The Pines ABOVE THE PRAIRIE
[Uscita: 05/02/2016]
Stati Uniti #consigliatodadistorsioni
Assenti dallo studio da quattro anni, i Pines -di Minneapolis come i Replacements e come i Soul Asylum, come i Son Volt ma anche Prince- si caricano di buonissime intenzioni nell'organizzare il lavoro di "Above The Prairie", il loro quinto album. La loro puntuale biografia dice che il Midwest sta a questa band come la Monument Valley sta al cinema di John Ford. I Pines sono un tutt'uno con la loro terra di provenienza, aggiungiamo per semplificare. Verissimo.

• VOCI REGISTRATE:
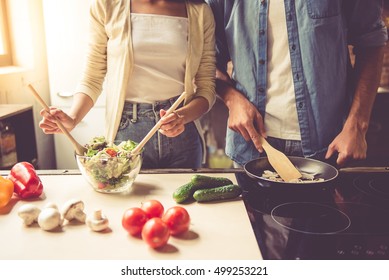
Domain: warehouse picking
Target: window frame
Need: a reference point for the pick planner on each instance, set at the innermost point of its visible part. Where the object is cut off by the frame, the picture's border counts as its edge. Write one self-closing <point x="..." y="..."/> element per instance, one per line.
<point x="6" y="58"/>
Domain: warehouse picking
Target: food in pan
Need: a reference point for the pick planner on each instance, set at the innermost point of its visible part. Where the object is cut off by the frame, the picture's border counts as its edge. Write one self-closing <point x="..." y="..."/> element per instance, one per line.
<point x="306" y="177"/>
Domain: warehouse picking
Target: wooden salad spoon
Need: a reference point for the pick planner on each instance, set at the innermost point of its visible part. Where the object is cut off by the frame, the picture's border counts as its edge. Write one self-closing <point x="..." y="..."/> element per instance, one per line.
<point x="80" y="150"/>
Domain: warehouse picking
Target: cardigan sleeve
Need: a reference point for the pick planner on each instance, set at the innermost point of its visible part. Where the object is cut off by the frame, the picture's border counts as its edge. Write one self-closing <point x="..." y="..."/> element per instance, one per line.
<point x="95" y="66"/>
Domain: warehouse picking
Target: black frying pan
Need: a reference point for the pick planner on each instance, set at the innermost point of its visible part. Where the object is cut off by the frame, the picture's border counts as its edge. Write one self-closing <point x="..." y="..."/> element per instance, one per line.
<point x="329" y="173"/>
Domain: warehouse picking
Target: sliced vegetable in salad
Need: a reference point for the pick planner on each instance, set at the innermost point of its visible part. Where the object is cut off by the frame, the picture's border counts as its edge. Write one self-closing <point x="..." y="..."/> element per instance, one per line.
<point x="109" y="165"/>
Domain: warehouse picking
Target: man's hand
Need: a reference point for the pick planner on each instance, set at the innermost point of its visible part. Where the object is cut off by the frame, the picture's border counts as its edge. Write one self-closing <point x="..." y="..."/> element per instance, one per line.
<point x="245" y="119"/>
<point x="350" y="144"/>
<point x="48" y="124"/>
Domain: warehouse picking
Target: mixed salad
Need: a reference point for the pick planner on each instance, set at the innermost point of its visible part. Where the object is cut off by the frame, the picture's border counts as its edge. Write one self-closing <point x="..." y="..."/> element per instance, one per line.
<point x="110" y="165"/>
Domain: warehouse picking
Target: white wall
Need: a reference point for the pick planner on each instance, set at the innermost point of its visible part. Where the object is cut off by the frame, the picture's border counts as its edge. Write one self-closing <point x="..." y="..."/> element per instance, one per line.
<point x="28" y="47"/>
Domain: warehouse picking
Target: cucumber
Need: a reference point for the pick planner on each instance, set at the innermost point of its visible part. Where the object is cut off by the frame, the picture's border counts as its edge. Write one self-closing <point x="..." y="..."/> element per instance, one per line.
<point x="218" y="193"/>
<point x="185" y="192"/>
<point x="209" y="182"/>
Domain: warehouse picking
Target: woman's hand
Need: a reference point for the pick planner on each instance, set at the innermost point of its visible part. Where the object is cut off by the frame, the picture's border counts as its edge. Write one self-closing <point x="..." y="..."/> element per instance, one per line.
<point x="48" y="124"/>
<point x="172" y="124"/>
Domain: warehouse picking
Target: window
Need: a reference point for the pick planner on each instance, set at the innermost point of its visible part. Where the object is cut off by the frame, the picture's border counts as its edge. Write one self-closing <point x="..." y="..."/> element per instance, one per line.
<point x="5" y="50"/>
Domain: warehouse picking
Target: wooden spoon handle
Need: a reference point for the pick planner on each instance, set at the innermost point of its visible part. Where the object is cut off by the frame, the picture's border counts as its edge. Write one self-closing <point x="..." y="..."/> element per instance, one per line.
<point x="141" y="144"/>
<point x="77" y="146"/>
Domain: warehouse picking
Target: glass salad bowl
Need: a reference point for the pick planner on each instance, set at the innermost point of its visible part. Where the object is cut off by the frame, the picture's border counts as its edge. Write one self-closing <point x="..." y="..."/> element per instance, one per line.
<point x="110" y="168"/>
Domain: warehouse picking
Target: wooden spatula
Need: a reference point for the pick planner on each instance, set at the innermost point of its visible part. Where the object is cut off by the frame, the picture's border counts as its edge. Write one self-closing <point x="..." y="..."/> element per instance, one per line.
<point x="80" y="150"/>
<point x="280" y="162"/>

• COSA FARE:
1. Puoi ricopiare dalla recensione dei Pines il passo compreso tra "The Pines ABOVE" e "per semplificare. Verissimo.", estremi inclusi?
2. Come si traduce in inglese questa frase della recensione dei Pines: "La loro puntuale biografia dice che il Midwest sta a questa band come la Monument Valley sta al cinema di John Ford."?

• RISPOSTE:
1.
The Pines ABOVE THE PRAIRIE
[Uscita: 05/02/2016]
Stati Uniti #consigliatodadistorsioni
Assenti dallo studio da quattro anni, i Pines -di Minneapolis come i Replacements e come i Soul Asylum, come i Son Volt ma anche Prince- si caricano di buonissime intenzioni nell'organizzare il lavoro di "Above The Prairie", il loro quinto album. La loro puntuale biografia dice che il Midwest sta a questa band come la Monument Valley sta al cinema di John Ford. I Pines sono un tutt'uno con la loro terra di provenienza, aggiungiamo per semplificare. Verissimo.

2. Their precise biography says that the Midwest is to this band what Monument Valley is to John Ford's films.